● **Exercise objective**
In the report on the Slave Lake wildfire, from which provinces were the 200 additional firefighters called in?

● **Text for analysis**
Canada — Extensive damage is being reported Monday in a northern Alberta town ravaged by a wildfire that has forced thousands to evacuate.
Late Sunday, a wind-whipped wildfire from Slave Lake’s southern limits set the town hall ablaze, along with businesses, the library, many homes and the local radio station.
“A lot of people have lost their homes; that’s the really, really terrible thing here,” said Duncan MacDonnell, a spokesman with the Alberta government on Monday morning.
The province has called in 200 additional firefighters from B.C. and Saskatchewan to help quell the fires driving thousands of people from their homes in and around Slave Lake.
“We’ve got 1,000 of our own people on the ground and 200 more coming in. We’ve asked for additional help from out-of-province, I believe we’ll have some from B.C. And Saskatchewan in today,” Sustainable Resource Minister Mel Knight said after leaving a meeting in Premier Ed Stelmach’s office early Monday morning.

● **The data**

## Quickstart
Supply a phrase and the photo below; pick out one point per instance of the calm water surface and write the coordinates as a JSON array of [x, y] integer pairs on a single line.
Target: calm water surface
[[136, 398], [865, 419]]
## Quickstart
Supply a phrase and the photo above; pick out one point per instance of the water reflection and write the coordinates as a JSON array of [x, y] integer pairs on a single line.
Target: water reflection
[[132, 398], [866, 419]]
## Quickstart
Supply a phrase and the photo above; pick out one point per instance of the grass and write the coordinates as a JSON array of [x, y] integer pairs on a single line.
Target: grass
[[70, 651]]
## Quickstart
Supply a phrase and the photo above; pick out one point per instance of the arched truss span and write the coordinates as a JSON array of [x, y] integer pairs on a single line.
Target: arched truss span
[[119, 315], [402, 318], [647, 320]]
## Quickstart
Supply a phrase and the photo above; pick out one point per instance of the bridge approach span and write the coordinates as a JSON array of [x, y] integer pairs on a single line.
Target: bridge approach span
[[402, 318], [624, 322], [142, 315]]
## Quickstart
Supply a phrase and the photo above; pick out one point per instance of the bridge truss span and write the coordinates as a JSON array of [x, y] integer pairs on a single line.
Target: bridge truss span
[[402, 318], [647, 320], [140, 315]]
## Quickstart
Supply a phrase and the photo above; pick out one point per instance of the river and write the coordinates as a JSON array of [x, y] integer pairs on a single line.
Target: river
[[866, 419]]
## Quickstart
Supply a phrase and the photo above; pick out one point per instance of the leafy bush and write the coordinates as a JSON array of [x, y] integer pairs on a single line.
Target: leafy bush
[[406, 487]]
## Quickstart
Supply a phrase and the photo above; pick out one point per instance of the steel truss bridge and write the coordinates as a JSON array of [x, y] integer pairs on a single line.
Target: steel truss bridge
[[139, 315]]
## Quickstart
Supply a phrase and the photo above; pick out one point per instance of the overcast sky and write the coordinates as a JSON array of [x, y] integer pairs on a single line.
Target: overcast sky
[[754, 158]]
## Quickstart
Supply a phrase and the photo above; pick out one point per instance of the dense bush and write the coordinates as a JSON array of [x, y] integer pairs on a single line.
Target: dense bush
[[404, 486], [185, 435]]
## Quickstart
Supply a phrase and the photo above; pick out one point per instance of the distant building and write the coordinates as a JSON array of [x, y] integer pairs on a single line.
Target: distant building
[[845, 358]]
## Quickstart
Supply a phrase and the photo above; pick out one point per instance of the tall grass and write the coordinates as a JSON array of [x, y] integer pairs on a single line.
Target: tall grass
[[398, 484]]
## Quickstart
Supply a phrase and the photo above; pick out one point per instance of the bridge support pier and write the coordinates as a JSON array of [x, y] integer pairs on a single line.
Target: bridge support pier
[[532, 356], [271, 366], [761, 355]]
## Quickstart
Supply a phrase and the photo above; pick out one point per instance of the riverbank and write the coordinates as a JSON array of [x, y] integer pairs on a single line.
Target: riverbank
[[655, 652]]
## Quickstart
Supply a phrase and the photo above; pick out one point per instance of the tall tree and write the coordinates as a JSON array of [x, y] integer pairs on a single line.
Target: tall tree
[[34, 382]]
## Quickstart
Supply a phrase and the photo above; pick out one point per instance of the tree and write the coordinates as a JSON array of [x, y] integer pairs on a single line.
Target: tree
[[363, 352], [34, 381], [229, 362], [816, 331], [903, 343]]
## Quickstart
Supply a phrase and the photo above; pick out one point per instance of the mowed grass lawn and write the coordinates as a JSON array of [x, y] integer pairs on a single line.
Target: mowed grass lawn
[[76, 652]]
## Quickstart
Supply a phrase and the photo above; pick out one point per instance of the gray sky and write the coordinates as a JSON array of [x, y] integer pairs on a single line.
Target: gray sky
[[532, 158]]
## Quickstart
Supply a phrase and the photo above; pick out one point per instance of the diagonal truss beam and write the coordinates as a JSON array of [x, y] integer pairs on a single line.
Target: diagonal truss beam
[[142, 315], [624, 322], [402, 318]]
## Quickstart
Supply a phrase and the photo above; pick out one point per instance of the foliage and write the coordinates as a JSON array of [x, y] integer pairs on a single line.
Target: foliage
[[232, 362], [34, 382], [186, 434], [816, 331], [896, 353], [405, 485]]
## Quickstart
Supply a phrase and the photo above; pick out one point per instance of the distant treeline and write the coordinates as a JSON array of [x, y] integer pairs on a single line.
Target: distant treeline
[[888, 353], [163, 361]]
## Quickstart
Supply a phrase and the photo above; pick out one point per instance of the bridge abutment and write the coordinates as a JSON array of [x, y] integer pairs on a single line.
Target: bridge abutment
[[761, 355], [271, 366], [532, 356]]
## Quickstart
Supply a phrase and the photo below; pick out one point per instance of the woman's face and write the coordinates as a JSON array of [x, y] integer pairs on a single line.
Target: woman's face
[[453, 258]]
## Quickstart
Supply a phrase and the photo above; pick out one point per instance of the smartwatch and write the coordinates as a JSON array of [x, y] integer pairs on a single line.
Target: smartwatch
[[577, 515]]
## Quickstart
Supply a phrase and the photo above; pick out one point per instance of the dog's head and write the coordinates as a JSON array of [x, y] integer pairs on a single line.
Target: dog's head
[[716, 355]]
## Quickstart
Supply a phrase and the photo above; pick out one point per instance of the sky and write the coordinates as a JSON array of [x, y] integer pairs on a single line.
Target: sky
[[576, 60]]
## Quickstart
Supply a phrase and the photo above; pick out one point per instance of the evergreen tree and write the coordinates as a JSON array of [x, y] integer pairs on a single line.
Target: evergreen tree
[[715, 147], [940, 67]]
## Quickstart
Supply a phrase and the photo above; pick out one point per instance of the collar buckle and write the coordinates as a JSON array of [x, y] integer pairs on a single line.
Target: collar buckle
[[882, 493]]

--

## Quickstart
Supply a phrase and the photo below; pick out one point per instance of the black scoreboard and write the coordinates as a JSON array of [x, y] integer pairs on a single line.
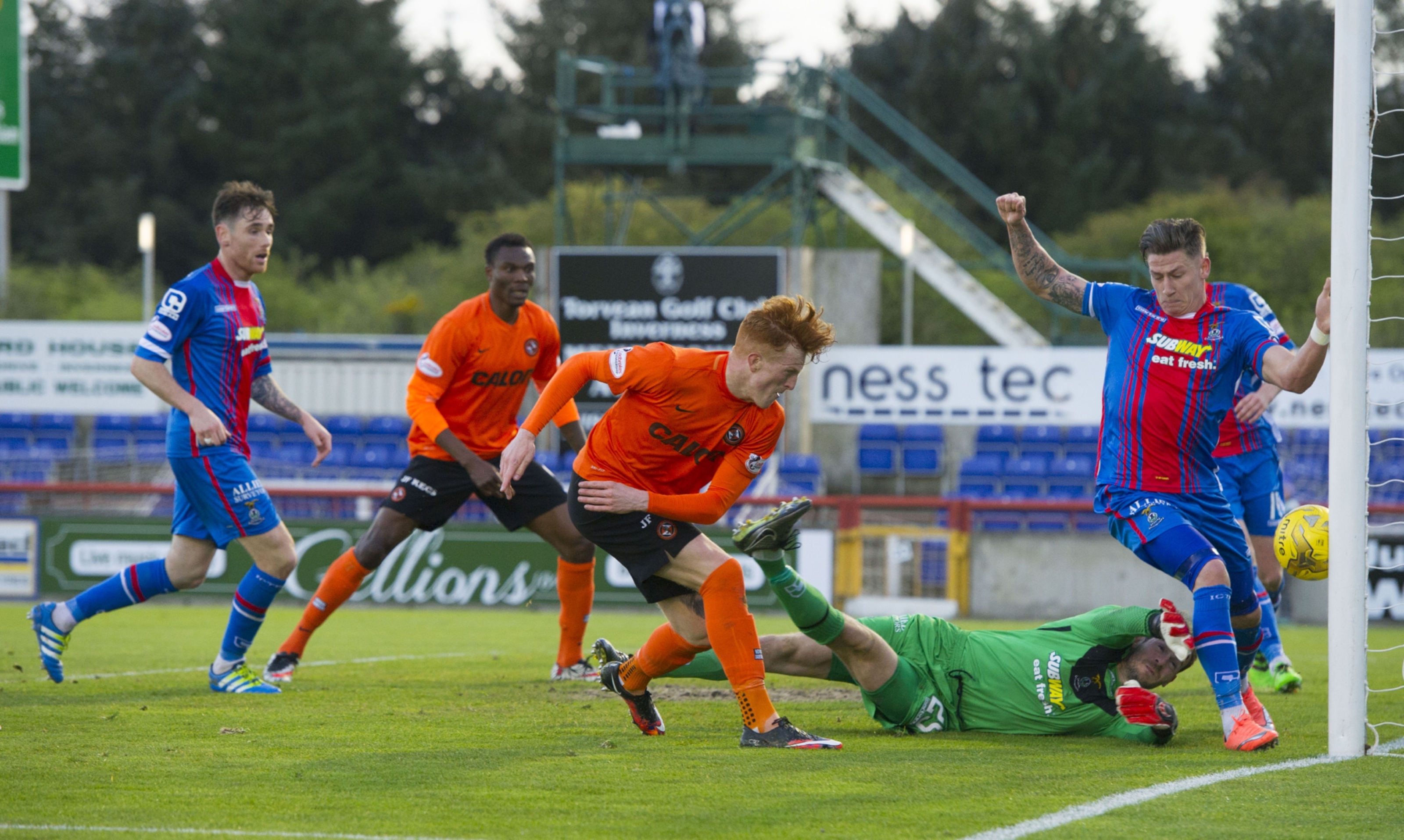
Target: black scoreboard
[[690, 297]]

==

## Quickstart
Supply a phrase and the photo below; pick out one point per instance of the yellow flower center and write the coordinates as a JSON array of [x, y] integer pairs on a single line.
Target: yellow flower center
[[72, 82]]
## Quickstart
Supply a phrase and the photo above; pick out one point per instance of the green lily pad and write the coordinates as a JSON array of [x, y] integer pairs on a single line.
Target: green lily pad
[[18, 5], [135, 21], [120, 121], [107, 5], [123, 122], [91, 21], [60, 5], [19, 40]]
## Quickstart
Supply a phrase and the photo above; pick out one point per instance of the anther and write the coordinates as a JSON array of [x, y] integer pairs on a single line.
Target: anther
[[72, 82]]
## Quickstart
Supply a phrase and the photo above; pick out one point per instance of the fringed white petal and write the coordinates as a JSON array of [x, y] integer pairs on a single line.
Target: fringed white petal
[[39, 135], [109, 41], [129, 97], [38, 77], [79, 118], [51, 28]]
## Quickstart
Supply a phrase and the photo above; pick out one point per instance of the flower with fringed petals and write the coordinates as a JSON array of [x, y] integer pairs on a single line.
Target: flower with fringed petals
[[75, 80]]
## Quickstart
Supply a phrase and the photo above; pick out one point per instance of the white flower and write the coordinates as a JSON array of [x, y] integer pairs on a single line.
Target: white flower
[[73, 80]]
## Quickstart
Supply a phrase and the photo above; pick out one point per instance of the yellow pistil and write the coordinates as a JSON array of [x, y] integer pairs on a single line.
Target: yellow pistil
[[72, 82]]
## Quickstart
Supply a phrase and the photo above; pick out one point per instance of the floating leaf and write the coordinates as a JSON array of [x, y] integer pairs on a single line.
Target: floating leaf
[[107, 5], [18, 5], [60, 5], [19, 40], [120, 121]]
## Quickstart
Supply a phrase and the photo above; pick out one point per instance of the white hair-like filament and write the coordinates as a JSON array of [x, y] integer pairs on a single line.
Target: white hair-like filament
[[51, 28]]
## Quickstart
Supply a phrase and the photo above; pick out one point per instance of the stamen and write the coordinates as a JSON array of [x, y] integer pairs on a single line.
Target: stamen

● **Task solution**
B.C. and Saskatchewan